**DESCRIPTION OF THE TASK:** Repeat every entry below exactly.

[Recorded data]
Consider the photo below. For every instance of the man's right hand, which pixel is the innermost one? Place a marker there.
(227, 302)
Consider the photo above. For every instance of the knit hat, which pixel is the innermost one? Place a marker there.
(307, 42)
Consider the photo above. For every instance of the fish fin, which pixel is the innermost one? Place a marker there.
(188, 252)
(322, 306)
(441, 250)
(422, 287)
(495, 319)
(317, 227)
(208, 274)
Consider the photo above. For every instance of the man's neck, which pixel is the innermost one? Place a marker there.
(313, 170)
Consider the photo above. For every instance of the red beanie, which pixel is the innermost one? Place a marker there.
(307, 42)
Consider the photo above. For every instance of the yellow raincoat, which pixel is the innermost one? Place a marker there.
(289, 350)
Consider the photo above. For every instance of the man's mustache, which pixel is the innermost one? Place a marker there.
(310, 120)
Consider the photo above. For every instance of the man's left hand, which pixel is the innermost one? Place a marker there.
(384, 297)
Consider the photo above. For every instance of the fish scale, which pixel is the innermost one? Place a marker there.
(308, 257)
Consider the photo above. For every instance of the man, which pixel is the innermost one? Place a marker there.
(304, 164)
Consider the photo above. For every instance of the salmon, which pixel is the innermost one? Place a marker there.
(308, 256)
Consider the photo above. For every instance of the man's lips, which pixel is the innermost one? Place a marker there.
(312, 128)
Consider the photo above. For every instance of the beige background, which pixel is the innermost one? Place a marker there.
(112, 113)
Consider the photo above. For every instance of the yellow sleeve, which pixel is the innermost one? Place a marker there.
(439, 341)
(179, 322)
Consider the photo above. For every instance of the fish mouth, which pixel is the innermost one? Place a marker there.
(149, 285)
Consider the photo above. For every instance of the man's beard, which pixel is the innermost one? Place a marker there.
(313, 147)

**TASK RESPONSE:**
Consider the photo below. For every instance of the man's right hand, which pixel is the innermost one? Place a marker there.
(227, 302)
Consider the photo above. For every instance of the knit hat, which pixel is the innermost one? Place a marker there.
(307, 42)
Consider the photo above. For every instance of the fish fin, which pixel is the innermost one? Place a marker there.
(188, 252)
(322, 306)
(441, 250)
(422, 287)
(495, 319)
(317, 227)
(208, 274)
Consider the photo above. For every instance of the man's neck, which pixel is the innermost one? Place a marker there.
(313, 170)
Consider the photo above. For every instance of the red beanie, which pixel is the innermost one? Place a marker there.
(307, 42)
Consider the photo above. For every instance of the yellow raincoat, which pixel is the innermost one? Place a marker there.
(289, 350)
Consider the photo above. For every instance of the man's mustache, which pixel is the innermost one? Place a marker there.
(310, 120)
Consider the photo above. For every instance of the man's left hand, which pixel is the innermost one? Place a marker there.
(384, 297)
Consider the photo above. For every instance of the fish scale, which pixel is the innermost one? Place a marker there.
(308, 257)
Consider the photo above. For every instance of the man, which pixel is the innermost one? Place a marker there.
(304, 164)
Consider the photo above. For every instance of the salmon, which pixel is the innermost one? Place a marker there.
(308, 256)
Consider the photo above. For every instance of the man's lips, which pixel is the innermost one? Place a marker there.
(312, 128)
Consider the photo above. For every instance of the beige background, which pixel is the innermost one? Place a marker there.
(112, 113)
Consider the photo above. For every instance of the yellow sleeve, which pixel is the innermost one? Place a marker there.
(439, 341)
(179, 322)
Consider the photo above. For every instance of the fish mouth, which pixel is the innermost one? Place a marker there.
(149, 285)
Consider the photo above. For every instance of the man's beard, which pixel is the innermost one? Place a marker there.
(313, 147)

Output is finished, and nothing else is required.